* _EXTRAIT DU TEXTE_:
Ces dernières années, il n’y a pas que les rémunérations des top-managers qui ont explosé : il y a aussi l’écart salarial. Que l’on parle de grande multinationale comme Novartis ou d’entreprise typiquement suisse comme Lindt & Sprüngli, les directions s’octroient des salaires plus de 200 fois supérieures au salaire le plus bas de l’entreprise. Les rémunérations abusives ne sont donc pas uniquement le symptôme de la cupidité sans bornes de quelques dirigeants, il s’agit aussi d’une vaste opération de redistribution des richesses vers le haut. Ce sont les salarié-e-s qui en font les frais : La grande masse doit se partager une part toujours plus restreinte des bénéfices, pendant que les dirigeants se servent sur la bête, sans pour autant garantir la pérennité des emplois et du savoir-faire.
L’initiative « Contre les rémunérations abusives » est une première étape contre ces dérives. Les étapes suivantes sont bien entendu l’initiative « 1 :12 », l’initiative pour un salaire minimum et l’initiative pour un impôt sur les successions.
Certes, l’initiative « Contre les rémunérations abusives » n’est pas une baguette magique (aucune initiative ne l’est, d’ailleurs !), car ce n’est pas en renforçant les droits des actionnaires que l’on renforce ceux des salarié-e-s. Mais elle n’en contient pas moins plusieurs instruments qui sont efficaces contre les formes les plus choquantes de rémunérations abusives :
- interdiction stricte des parachutes dorés ;
- interdiction stricte des primes de bienvenue (« golden hellos ») ;
- interdiction stricte des primes en cas de vente d’entreprise (Il convient de relever que ces trois formes de rémunérations sont utilisées en particulier lors d’assainissements, de faillites, ou de reprises, c’est-à-dire quand de nombreux salarié-e-s perdent leur emploi. Elles permettent alors aux managers de quitter les poches pleines un navire en perdition.) ;
- interdiction stricte des mandats annexes (souvent de complaisance) au sein du même groupe ;
- obligation pour les actionnaires de se prononcer sur les salaires de la direction (c’est là que se trouvent les abus les plus criants).

* _CONSIGNE_: Rédigez la suite du texte sur l'initiative « Contre les rémunérations abusives », à partir de sa dernière phrase.

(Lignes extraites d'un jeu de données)

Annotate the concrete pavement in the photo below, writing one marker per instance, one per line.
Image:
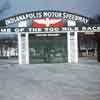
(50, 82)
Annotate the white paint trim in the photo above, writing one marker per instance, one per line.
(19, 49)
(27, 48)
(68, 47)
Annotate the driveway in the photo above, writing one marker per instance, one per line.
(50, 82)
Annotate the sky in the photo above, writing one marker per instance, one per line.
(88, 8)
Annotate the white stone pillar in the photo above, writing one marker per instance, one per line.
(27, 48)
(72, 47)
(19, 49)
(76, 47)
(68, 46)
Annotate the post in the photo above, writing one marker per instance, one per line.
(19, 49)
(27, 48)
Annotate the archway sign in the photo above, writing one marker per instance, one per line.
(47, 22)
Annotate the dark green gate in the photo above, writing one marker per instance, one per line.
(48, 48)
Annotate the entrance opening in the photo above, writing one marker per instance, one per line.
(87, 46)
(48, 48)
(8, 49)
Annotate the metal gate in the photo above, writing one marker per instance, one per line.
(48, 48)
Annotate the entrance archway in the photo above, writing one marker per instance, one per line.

* _CORRIGÉ_:
Il faut noter que c’est justement sur les mesures les plus efficaces contre les formes les plus choquantes de rémunérations abusives que le contre-projet indirect va moins loin que l’initiative. C’est justement sur ces dispositions centrales qu’il prévoit exceptions et autres échappatoires, dont les profiteurs (Abzocker) ne manqueront pas de faire rapidement usage si l’initiative est rejetée et que le contre-projet entre en vigueur.
L’initiative oblige en outre les caisses des pensions à voter dans l’intérêt de leurs assuré-e-s. Cette disposition, qui est saluée par les associations qui défendent les représentants des salarié-e-s au sein des caisses de pension comme l’ARPIP, permet d’éviter qu’un représentant de caisse de pension vote contre ce qui a été décidé par les assuré-e-s (la caisse de pension de la Poste a fait cette amère expérience). Elle poussera aussi les caisses de pensions – sans bureaucratie inutile – à utiliser le formidable potentiel qu’elles détiennent grâce à leurs participations, un potentiel aujourd’hui par trop négligé. Elle les poussera enfin à investir de manière pérenne, avec un horizon à 50 ou 60 ans, car c’est là que se trouve le véritable intérêt de leurs assuré-e-s.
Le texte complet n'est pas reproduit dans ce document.